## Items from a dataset
=== Begin Enclosure ===

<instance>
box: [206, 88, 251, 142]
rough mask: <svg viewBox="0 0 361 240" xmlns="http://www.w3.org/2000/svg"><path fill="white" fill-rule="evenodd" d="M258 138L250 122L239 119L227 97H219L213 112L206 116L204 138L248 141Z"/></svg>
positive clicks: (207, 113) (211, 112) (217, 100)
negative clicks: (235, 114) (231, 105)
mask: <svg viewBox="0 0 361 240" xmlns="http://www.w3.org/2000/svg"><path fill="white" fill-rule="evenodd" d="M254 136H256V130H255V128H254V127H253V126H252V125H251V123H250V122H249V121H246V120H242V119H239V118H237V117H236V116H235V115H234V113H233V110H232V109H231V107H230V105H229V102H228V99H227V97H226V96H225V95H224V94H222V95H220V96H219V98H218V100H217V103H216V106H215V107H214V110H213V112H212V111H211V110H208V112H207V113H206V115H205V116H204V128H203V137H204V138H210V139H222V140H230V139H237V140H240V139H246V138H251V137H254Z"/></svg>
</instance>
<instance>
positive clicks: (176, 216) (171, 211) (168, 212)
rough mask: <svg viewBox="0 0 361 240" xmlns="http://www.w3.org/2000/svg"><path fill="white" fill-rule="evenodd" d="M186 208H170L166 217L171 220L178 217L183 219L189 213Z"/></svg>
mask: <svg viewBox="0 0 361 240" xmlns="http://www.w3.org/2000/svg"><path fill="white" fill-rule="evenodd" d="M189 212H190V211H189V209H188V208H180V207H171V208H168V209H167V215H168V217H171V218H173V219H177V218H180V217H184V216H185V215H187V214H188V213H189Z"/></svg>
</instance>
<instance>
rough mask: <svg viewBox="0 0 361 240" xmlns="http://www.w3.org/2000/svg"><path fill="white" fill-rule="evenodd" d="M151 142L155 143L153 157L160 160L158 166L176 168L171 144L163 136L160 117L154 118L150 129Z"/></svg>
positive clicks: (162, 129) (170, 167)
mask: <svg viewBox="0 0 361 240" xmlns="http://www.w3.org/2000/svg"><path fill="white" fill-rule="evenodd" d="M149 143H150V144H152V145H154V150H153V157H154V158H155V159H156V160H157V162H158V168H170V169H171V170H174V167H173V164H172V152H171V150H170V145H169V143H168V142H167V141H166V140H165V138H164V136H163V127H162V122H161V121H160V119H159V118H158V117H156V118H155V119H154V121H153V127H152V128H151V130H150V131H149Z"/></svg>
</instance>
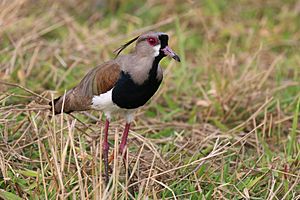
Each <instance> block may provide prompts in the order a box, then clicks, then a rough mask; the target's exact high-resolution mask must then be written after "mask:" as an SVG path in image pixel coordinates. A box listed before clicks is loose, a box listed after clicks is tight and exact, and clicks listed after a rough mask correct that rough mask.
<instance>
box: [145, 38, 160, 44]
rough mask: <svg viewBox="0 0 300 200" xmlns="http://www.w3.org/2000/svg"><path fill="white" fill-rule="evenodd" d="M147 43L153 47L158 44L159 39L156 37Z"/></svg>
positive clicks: (148, 39) (153, 38) (147, 39)
mask: <svg viewBox="0 0 300 200" xmlns="http://www.w3.org/2000/svg"><path fill="white" fill-rule="evenodd" d="M147 41H148V43H149V44H150V45H151V46H155V45H156V44H157V43H158V41H157V39H156V38H154V37H149V38H147Z"/></svg>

=== End Enclosure ===

## What you are asked to do
Reprint all the data above verbatim, excluding pictures.

## Expected output
<instance>
box: [206, 88, 251, 142]
rough mask: <svg viewBox="0 0 361 240" xmlns="http://www.w3.org/2000/svg"><path fill="white" fill-rule="evenodd" d="M258 138L250 122L239 119L227 97H219L213 112L206 116L204 138L248 141Z"/></svg>
positive clicks: (207, 113) (211, 112) (217, 100)
negative clicks: (235, 114) (231, 105)
mask: <svg viewBox="0 0 361 240" xmlns="http://www.w3.org/2000/svg"><path fill="white" fill-rule="evenodd" d="M254 136H256V130H255V128H254V127H253V126H252V125H251V123H250V122H249V121H246V120H242V119H239V118H237V117H236V116H235V115H234V113H233V110H232V109H231V107H230V105H229V102H228V99H227V97H226V96H225V95H224V94H222V95H220V96H219V98H218V100H217V103H216V106H215V107H214V110H213V112H212V111H211V110H208V112H207V113H206V115H205V116H204V128H203V137H204V138H210V139H222V140H230V139H237V140H240V139H246V138H251V137H254Z"/></svg>
</instance>
<instance>
positive clicks: (176, 216) (171, 211) (168, 212)
rough mask: <svg viewBox="0 0 361 240" xmlns="http://www.w3.org/2000/svg"><path fill="white" fill-rule="evenodd" d="M186 208H170L166 217L171 220L178 217L183 219L189 213Z"/></svg>
mask: <svg viewBox="0 0 361 240" xmlns="http://www.w3.org/2000/svg"><path fill="white" fill-rule="evenodd" d="M189 212H190V211H189V209H188V208H180V207H171V208H168V209H167V215H168V217H171V218H173V219H177V218H180V217H184V216H185V215H187V214H188V213H189Z"/></svg>
</instance>
<instance>
rough mask: <svg viewBox="0 0 361 240" xmlns="http://www.w3.org/2000/svg"><path fill="white" fill-rule="evenodd" d="M151 142L155 143L153 157L160 160L158 166L176 168L171 144L163 136L160 117L154 118L150 129Z"/></svg>
positive clicks: (162, 129) (170, 167)
mask: <svg viewBox="0 0 361 240" xmlns="http://www.w3.org/2000/svg"><path fill="white" fill-rule="evenodd" d="M149 143H150V144H152V145H154V150H153V157H154V158H155V159H156V160H157V162H158V168H170V169H171V170H174V167H173V164H172V152H171V150H170V145H169V143H168V142H167V141H166V140H165V138H164V136H163V127H162V122H161V121H160V119H159V118H158V117H156V118H155V119H154V121H153V127H152V128H151V130H150V131H149Z"/></svg>
</instance>
Each <instance> block may provide prompts in the order a box, then clicks, then a rough mask; the target's exact high-resolution mask must then be written after "mask:" as an SVG path in image pixel coordinates. A box listed before clicks is loose, a box listed after clicks is tight and exact, and clicks listed after a rough mask correct that rough mask.
<instance>
box: [145, 38, 160, 44]
rough mask: <svg viewBox="0 0 300 200" xmlns="http://www.w3.org/2000/svg"><path fill="white" fill-rule="evenodd" d="M147 43L153 47L158 44L159 39L156 37Z"/></svg>
positive clicks: (148, 39) (153, 38) (147, 39)
mask: <svg viewBox="0 0 300 200" xmlns="http://www.w3.org/2000/svg"><path fill="white" fill-rule="evenodd" d="M147 41H148V43H149V44H150V45H151V46H155V45H156V44H157V43H158V41H157V39H156V38H154V37H149V38H147Z"/></svg>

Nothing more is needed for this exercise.